_Document extract_
Don't fight for your country, if your country does not fight for you.
I keep seeing people making this exact same quip without providing any evidence that there is any such guarantee. "I think I sound clever" and "They have an app" don't count.
I don't need a guarantee. Uber lets me know in real-time where the available Uber cars are located (along with real-time traffic information and the number of stars that a driver has). That's more than enough for me. If I don't see an available Uber car on the map near me before I order, then I know I can't rely on Uber to pick me up. It's as simple as that.
And if I make an order, and an Uber driver accepts that order, then that Uber car is immediately taken off the public map of Uber cars, and I am the only one who can see it moving on the map.
Not only that, but once an Uber car driver accepts a pick up order from someone, he isn't being bombarded with other offers along the way. Also, his rating is at stake, because Uber will ask me to rate him after the ride (whether he picked me up on time, or not). In addition to that, even if I falsify my customer rating of the driver by saying that he took 30 more minutes than he was supposed to by taking a detour in between, Uber could verify my claim with the gps data of the driver, and/or the gps data and time of my pick up on my phone (which I assume is logged when the Uber app is in use).
So this isn't me being clever. I'm just someone who has used Uber in the past. Anyone who uses Uber at least once would come to the same conclusion I have.
That being said, let me add a disclaimer: When I make fun of Taxi cabs, I make fun of the Taxi Cabs in San Francisco. If you don't live or work in a city like San Francisco, or New York, where medallions are extremely expensive and insanely scarce because of corruption, then you may not have had the same problems with taxi cabs during peak hours as I have had.

_Extracted information_

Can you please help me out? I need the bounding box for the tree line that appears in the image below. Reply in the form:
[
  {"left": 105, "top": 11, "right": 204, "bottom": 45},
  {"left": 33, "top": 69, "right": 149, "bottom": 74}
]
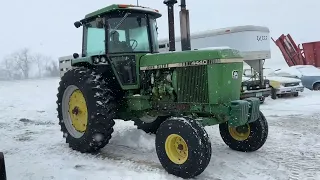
[{"left": 0, "top": 48, "right": 59, "bottom": 80}]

_What you will do_
Copy out the stretch of the Uber comment from "I don't need" through "simple as that." word for word.

_Finished task_
I don't need a guarantee. Uber lets me know in real-time where the available Uber cars are located (along with real-time traffic information and the number of stars that a driver has). That's more than enough for me. If I don't see an available Uber car on the map near me before I order, then I know I can't rely on Uber to pick me up. It's as simple as that.